> Task to carry out
Pictures must not be copied, but every entry must be reproduced exactly.

> Data extract
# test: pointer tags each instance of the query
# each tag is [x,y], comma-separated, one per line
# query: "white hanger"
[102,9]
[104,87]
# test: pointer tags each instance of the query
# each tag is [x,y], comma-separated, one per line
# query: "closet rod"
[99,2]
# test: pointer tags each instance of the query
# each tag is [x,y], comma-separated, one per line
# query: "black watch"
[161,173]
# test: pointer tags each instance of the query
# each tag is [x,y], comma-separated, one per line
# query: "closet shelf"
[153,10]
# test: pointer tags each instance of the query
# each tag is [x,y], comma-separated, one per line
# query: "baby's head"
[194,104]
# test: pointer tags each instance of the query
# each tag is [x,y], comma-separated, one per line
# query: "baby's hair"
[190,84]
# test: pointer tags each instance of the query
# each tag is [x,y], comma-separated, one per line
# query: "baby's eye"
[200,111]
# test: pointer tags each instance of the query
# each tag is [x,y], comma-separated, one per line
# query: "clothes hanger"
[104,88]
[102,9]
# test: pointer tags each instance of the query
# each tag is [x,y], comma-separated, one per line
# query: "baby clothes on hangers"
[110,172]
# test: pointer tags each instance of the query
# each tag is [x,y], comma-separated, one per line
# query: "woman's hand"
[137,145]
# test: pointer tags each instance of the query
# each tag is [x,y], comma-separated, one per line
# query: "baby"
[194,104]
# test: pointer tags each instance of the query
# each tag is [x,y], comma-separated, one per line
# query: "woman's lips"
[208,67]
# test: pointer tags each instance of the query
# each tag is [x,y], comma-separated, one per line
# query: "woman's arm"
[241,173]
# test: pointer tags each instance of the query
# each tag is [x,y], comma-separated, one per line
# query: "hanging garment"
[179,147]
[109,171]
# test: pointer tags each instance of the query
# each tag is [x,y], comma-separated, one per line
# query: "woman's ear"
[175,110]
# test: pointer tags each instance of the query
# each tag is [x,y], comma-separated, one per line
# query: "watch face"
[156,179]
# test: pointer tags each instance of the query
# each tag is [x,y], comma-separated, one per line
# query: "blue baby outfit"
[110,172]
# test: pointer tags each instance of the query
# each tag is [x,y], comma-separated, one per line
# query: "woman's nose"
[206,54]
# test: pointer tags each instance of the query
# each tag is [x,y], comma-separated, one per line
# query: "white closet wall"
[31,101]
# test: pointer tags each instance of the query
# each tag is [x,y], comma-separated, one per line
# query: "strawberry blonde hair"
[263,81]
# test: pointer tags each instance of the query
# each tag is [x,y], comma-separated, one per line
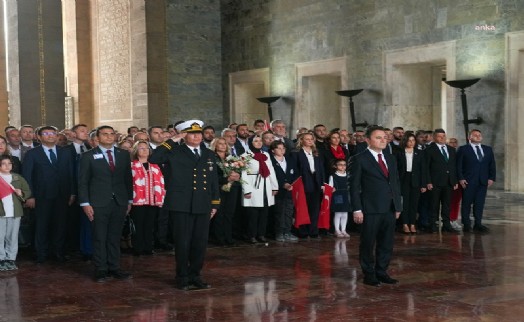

> Task result
# test: pointer tags each instance of the query
# each tag is [x,y], comma-separated, one per line
# query: "white hanger"
[102,9]
[104,87]
# test: pointer tags each instance of the query
# each tag is [x,y], comma-separated, one per line
# query: "closet rod"
[99,2]
# test: pointer tags each instance of the query
# each tag is [x,y], comma-separated, one per line
# query: "black watch"
[161,173]
# test: pointer tags each instance of the query
# each tag is [x,y], comma-separated, one per line
# query: "closet shelf"
[153,10]
# test: pointer tags each instance of the query
# each tag is [x,y], comma-separated, one per line
# query: "baby's head"
[194,104]
# test: pointer tags each instance of the query
# each tag is [x,y], comma-separated, one per line
# query: "baby's hair"
[190,84]
# test: pointer tags each instance of the query
# each tag is [x,y], comma-separated, one per line
# query: "baby's eye"
[200,111]
# test: pointer tags each instance of the query
# each tag is [x,y], comma-separated, one per line
# query: "clothes hanger"
[104,88]
[102,9]
# test: pointer tags each instance of the query
# each tag is [x,y], comma-separated, one per line
# query: "baby clothes on hangers"
[110,172]
# test: pointer tags each instance of the query
# each tag is [x,y], comma-separated, one per line
# query: "woman's hand"
[137,145]
# test: pointer tags each instance of the query
# each tag is [x,y], comma-separated, one per line
# query: "baby"
[194,104]
# test: pointer tags each instance of the query
# each tag is [x,y], comma-separated, one per line
# query: "woman's lips"
[208,67]
# test: pointer tags each instance of the query
# each tag is [x,y], comma-separated, one per line
# query: "woman's arm"
[241,173]
# test: pointer tags each instance of the query
# each tag is [x,y], comma-separated, one per line
# query: "hanging garment"
[179,147]
[109,171]
# test: pointer tags each instance of the query
# each tag is [x,y], comma-separated, one per line
# query: "woman's ear"
[175,110]
# test: pointer tags each instance of the query
# each tag is [x,y], comma-separated, one per line
# query: "watch face"
[156,179]
# test: pointer tags each instance of the query
# each tag is [x,y], comma-separated, one per line
# query: "blue baby outfit"
[110,172]
# test: pointer tags each instance of the query
# each tag is [x,y], comma-separated, one per line
# query: "woman's nose"
[206,54]
# test: pointer tags each instance of the query
# each tag is [x,y], comma-separated, one per line
# query: "white closet wall"
[31,101]
# test: pointer tags each instance of the query
# each tag is [x,y], comma-separated, one per line
# query: "strawberry blonde hair"
[263,81]
# test: pointer tags each instance of the query
# each tag is [x,y], comma-separated, one per line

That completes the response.